(Task item) Within the data that follows, set down exactly the lines from the one containing "Target: drain grate" through the one containing "Target: barred window grille", both ends included.

(Supplied material)

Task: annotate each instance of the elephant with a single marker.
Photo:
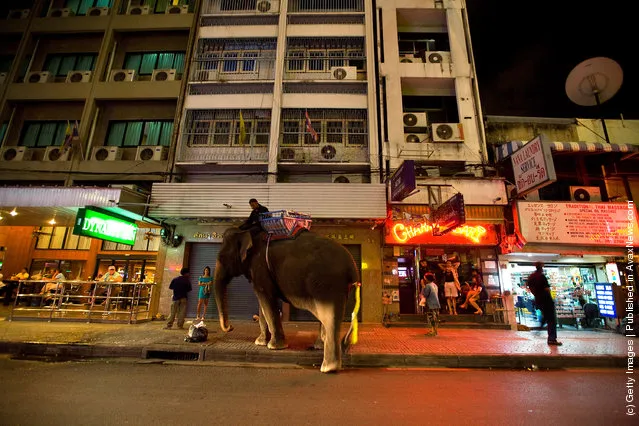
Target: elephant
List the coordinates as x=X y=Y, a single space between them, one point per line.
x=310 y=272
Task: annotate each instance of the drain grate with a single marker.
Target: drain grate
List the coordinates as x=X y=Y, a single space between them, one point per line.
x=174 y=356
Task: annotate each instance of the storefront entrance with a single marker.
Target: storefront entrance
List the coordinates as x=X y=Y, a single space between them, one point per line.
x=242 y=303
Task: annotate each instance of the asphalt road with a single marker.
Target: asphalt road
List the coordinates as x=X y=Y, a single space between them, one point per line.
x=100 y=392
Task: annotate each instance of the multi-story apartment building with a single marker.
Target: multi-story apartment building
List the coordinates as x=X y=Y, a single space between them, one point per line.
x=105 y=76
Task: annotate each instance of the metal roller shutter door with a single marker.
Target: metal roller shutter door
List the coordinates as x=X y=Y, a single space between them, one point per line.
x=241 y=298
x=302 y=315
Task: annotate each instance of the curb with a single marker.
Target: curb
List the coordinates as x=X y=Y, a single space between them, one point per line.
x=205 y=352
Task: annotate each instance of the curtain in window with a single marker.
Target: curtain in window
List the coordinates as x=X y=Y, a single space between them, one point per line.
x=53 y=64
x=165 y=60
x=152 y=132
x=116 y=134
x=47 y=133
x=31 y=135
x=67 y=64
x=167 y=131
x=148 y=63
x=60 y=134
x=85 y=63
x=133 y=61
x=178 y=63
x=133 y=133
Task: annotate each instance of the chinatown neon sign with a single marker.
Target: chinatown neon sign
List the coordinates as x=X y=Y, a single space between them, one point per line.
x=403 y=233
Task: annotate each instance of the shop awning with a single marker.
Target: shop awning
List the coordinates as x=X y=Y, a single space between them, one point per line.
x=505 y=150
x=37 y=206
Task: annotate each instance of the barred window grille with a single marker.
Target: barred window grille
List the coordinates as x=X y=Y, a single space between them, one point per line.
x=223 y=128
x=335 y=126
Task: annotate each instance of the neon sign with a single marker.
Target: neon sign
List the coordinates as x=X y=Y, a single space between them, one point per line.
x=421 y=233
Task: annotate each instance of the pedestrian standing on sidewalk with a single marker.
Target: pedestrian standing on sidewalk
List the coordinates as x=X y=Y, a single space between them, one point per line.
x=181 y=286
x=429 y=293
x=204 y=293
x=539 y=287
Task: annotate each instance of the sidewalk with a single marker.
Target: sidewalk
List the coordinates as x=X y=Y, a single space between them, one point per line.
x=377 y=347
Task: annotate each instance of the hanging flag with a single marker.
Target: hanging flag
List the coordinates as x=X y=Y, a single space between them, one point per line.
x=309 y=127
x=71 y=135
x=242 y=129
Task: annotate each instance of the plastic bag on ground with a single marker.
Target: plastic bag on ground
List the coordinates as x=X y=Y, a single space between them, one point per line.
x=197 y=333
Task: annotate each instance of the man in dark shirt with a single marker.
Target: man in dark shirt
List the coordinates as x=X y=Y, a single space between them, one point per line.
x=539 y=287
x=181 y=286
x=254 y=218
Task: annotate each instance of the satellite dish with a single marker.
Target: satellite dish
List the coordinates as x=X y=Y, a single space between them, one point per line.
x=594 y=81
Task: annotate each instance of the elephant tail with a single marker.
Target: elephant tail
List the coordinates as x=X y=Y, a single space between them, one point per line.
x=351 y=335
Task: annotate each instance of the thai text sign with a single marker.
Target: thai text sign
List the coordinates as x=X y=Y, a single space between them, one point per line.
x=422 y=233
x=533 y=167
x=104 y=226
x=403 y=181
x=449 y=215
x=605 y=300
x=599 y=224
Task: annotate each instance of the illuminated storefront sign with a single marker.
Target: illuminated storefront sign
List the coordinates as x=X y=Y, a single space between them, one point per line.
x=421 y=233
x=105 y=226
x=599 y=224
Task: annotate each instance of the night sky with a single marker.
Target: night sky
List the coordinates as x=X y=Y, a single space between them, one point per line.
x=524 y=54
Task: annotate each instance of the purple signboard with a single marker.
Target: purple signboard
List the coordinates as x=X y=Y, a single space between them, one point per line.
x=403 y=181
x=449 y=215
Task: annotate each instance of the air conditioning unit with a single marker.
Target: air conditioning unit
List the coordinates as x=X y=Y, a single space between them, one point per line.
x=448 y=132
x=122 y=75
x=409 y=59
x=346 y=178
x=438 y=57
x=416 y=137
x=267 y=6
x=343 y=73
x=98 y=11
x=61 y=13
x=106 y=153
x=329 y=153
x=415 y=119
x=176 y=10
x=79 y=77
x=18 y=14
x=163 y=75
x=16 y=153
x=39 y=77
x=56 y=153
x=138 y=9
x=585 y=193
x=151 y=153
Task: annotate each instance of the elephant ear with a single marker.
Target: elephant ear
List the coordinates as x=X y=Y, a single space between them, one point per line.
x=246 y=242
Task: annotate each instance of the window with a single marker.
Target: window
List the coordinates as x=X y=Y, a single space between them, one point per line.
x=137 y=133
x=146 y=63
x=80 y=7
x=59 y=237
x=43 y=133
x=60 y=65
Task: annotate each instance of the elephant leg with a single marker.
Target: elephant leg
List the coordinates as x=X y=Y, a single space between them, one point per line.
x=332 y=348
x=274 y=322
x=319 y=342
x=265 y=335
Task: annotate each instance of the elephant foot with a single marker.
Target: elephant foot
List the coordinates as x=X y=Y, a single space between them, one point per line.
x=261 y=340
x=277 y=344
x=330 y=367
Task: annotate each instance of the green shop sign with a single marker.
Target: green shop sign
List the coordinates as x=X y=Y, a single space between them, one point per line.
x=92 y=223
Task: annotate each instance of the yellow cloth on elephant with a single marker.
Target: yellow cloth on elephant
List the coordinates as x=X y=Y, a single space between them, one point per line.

==

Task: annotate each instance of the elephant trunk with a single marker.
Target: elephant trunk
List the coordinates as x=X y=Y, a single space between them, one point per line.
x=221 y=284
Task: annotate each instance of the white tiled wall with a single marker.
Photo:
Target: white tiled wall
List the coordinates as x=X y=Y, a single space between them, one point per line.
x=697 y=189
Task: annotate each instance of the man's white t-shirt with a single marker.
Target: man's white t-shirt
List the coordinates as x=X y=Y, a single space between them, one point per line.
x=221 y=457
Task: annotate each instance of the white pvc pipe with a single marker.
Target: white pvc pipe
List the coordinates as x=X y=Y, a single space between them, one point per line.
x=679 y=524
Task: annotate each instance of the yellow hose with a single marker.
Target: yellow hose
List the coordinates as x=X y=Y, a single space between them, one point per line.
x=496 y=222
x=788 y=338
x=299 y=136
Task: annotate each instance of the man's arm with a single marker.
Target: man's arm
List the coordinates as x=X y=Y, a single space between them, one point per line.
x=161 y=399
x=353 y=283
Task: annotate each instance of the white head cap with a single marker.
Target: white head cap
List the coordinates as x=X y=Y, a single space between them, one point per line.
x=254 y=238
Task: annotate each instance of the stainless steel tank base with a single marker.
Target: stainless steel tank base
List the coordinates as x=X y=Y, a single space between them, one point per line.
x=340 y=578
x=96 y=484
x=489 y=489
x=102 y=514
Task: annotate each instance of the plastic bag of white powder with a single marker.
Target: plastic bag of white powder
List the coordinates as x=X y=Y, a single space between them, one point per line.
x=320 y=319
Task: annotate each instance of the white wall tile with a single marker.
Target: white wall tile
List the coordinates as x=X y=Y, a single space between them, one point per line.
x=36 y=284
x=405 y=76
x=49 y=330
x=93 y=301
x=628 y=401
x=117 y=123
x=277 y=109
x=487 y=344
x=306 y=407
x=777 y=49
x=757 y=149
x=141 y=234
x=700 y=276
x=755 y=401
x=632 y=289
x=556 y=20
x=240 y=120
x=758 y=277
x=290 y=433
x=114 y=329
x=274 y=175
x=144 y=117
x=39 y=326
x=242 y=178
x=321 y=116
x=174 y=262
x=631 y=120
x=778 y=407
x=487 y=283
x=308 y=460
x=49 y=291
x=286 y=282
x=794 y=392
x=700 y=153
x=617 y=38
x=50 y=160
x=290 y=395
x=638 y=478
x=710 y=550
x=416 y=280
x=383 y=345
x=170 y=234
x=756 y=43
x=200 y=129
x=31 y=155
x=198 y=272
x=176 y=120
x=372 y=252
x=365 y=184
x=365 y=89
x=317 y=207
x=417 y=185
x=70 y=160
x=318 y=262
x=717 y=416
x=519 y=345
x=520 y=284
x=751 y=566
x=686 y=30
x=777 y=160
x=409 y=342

(Exercise solution)
Target: drain grate
List the coordinates as x=X y=Y, a single space between them, one point per line.
x=174 y=356
Task: annotate each instance of the storefront entrance with a single marker.
Target: storefront entrance
List the coordinates as x=X y=Y, a single space between them, one point per line.
x=242 y=303
Task: annotate each instance of the asphalt road with a single marker.
Target: asphalt road
List the coordinates as x=X y=Y, a single space between them, one point per line.
x=100 y=392
Task: annotate each instance of the multi-story apartment building with a single marker.
Target: multi-story apartment building
List the coordinates as x=X y=Y, a single space between them, one point per line.
x=105 y=76
Task: annotate each instance of the metal roller shutter door with a single marker.
Target: metal roller shutter door
List the coordinates as x=X y=Y, a single space between them, one point per line.
x=241 y=298
x=302 y=315
Task: annotate each instance of the curb with a single marker.
Target: curb
List the coordinates as x=X y=Y, a single space between them, one point per line.
x=205 y=352
Task: annotate each instance of the curtain in window with a single marker.
Target: curtain in window
List the coordinates as x=X y=Y, a single space between them, one point per line.
x=53 y=64
x=165 y=60
x=152 y=132
x=116 y=134
x=47 y=133
x=31 y=135
x=67 y=64
x=167 y=131
x=148 y=63
x=60 y=134
x=85 y=63
x=133 y=61
x=178 y=63
x=133 y=133
Task: annotate each instance of the chinatown neon sign with a single marker.
Target: chinatown neon sign
List the coordinates as x=X y=Y, a single space between them, one point per line.
x=403 y=233
Task: annotate each instance of the shop awning with a single marker.
Target: shop awning
List the coordinates as x=X y=Y, a single space between them, one point per line.
x=505 y=150
x=37 y=206
Task: annotate each instance of the barred window grille with a single marker.
Target: barred window grille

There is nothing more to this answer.